Source document:
##########
# Phase 4 Project: Twitter Sentiment Analysis for Apple and Google Products

* Student name: ROBERT KIDAKE KALAFA
* Student pace: DSF-PT07 PART TIME
* Instructor name: WINNIE ANYOSO, SAMUEL G. MWANGI and SAMUEL KARU

![Project Image](Project_Image.jpg)

# 1.0 Business Understanding

## 1.1 Background
In the dynamic world of technology, public sentiment wields considerable power in shaping the strategies and brand images of industry titans like Apple and Google. This analysis delves into Twitter sentiment surrounding these two giants, each commanding a formidable global presence. By tapping into public sentiment, these companies can unlock valuable insights to refine their marketing strategies and drive product innovation. The project aims to develop a sophisticated sentiment analysis model to assess tweets about Apple and Google products. This approach will empower our marketing agency to pinpoint areas for improvement, ultimately enhancing customer satisfaction and loyalty by aligning services with user experiences.

## 1.2 Problem Statement
The goal is to leverage sentiment data from Twitter to generate actionable insights for Apple and Google. This analysis seeks to identify patterns and trends in sentiment fluctuations related to these companies. By detecting spikes in sentiment and understanding their causes, Apple and Google can make more informed decisions, whether to address product concerns or capitalize on positive public perception.
##########
Data shown:
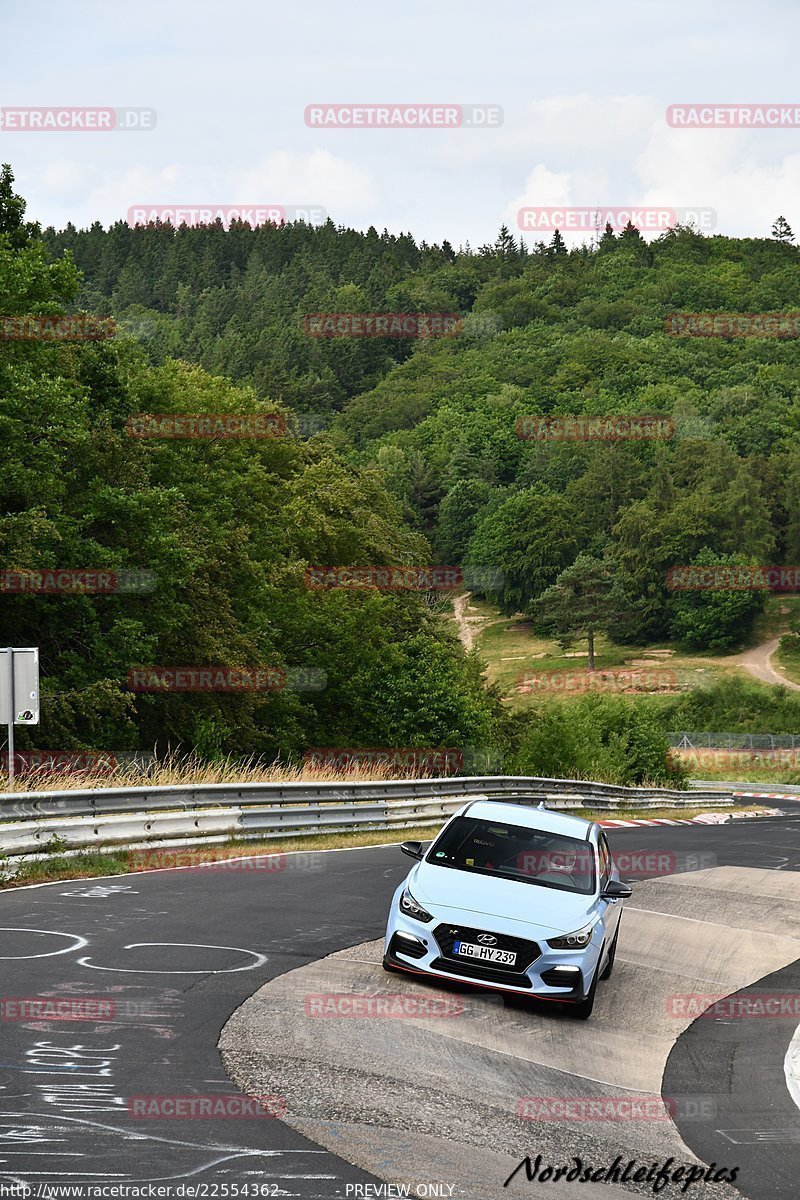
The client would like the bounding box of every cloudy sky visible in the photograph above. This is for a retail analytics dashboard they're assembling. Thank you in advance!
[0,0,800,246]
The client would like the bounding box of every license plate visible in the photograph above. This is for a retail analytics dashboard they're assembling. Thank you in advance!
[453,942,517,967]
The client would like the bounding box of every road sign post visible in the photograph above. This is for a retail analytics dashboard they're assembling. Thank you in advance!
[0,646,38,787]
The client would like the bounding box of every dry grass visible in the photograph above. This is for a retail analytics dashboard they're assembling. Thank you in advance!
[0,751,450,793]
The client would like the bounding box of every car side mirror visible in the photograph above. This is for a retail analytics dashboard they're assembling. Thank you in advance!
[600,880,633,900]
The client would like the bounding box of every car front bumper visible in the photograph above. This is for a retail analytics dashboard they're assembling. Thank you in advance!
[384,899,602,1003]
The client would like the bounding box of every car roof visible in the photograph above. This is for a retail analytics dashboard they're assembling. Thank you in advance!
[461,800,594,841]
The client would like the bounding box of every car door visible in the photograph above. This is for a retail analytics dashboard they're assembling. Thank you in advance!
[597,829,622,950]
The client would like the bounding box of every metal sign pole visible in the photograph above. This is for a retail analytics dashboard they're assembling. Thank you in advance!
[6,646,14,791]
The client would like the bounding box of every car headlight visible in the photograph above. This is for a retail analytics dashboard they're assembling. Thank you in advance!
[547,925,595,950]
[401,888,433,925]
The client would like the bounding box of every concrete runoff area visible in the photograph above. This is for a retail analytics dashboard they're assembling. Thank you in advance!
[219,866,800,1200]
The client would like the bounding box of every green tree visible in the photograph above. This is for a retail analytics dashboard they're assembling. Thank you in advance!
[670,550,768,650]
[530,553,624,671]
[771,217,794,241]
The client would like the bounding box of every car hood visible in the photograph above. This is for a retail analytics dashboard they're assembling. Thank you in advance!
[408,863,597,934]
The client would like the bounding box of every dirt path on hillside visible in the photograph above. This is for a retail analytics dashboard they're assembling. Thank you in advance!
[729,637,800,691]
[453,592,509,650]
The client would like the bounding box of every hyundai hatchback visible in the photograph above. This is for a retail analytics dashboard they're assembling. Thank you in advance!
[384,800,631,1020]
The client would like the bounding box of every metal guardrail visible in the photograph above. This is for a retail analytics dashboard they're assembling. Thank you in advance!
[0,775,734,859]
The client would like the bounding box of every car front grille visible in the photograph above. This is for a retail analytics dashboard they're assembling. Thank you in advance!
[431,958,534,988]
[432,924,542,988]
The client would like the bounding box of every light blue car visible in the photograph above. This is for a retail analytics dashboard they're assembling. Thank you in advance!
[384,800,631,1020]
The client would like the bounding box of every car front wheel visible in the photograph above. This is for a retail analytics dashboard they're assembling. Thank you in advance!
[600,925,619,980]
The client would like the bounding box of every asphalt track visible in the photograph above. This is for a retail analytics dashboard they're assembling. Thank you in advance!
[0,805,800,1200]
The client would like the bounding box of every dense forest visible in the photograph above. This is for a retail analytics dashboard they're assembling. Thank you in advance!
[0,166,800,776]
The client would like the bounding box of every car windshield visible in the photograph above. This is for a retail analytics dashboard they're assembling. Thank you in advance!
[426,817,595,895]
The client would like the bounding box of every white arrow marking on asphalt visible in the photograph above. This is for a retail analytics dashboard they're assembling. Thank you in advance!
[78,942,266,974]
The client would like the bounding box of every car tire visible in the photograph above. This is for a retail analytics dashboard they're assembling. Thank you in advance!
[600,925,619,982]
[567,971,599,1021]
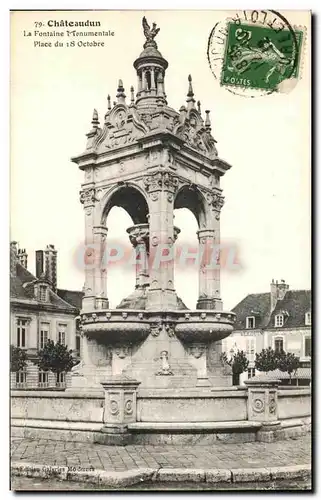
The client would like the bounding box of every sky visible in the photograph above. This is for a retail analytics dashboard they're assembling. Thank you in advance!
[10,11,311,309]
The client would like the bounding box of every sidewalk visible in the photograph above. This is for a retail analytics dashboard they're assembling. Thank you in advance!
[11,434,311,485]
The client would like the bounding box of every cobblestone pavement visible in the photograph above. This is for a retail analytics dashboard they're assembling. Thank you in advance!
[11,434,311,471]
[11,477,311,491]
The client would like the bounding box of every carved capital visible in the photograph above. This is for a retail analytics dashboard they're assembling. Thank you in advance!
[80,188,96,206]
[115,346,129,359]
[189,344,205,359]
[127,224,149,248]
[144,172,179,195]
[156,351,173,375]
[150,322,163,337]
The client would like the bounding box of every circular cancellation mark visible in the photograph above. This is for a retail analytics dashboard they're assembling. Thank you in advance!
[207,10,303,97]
##########
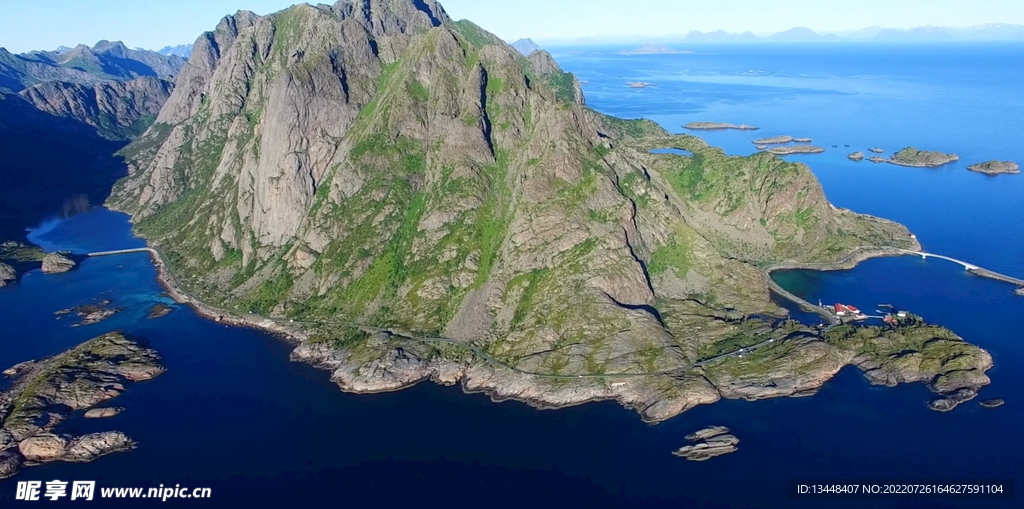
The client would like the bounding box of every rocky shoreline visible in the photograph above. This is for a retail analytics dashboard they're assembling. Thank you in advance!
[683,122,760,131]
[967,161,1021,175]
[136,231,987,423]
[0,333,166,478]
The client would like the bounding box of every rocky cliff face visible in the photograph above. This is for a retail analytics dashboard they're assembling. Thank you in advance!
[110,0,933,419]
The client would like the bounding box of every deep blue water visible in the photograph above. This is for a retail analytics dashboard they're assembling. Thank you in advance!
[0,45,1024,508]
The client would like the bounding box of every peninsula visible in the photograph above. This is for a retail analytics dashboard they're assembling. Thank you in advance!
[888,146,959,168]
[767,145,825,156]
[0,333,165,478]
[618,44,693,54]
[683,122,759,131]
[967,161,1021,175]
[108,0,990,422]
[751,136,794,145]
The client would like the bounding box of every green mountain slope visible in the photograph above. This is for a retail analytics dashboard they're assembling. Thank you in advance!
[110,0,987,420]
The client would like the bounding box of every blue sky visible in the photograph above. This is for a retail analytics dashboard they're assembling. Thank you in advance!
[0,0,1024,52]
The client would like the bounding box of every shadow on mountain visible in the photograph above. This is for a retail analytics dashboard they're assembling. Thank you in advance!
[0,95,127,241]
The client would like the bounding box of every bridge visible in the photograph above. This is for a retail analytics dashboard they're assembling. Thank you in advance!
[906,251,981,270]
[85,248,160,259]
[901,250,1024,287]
##########
Problem set:
1) Answer these from the Twitter sentiment project page:
(a) What student pace is listed?
(b) According to the background section, what does the project aim to develop?
(c) According to the problem statement, what can Apple and Google do by detecting spikes in sentiment and understanding their causes?
2) From the Twitter sentiment project page, copy the passage starting at "# 1.0 Business" up to and including "with user experiences.".

Solutions to the exercise:
1)
(a) DSF-PT07 PART TIME
(b) A sophisticated sentiment analysis model to assess tweets about Apple and Google products.
(c) They can make more informed decisions, whether to address product concerns or capitalize on positive public perception.

2)
# 1.0 Business Understanding

## 1.1 Background
In the dynamic world of technology, public sentiment wields considerable power in shaping the strategies and brand images of industry titans like Apple and Google. This analysis delves into Twitter sentiment surrounding these two giants, each commanding a formidable global presence. By tapping into public sentiment, these companies can unlock valuable insights to refine their marketing strategies and drive product innovation. The project aims to develop a sophisticated sentiment analysis model to assess tweets about Apple and Google products. This approach will empower our marketing agency to pinpoint areas for improvement, ultimately enhancing customer satisfaction and loyalty by aligning services with user experiences.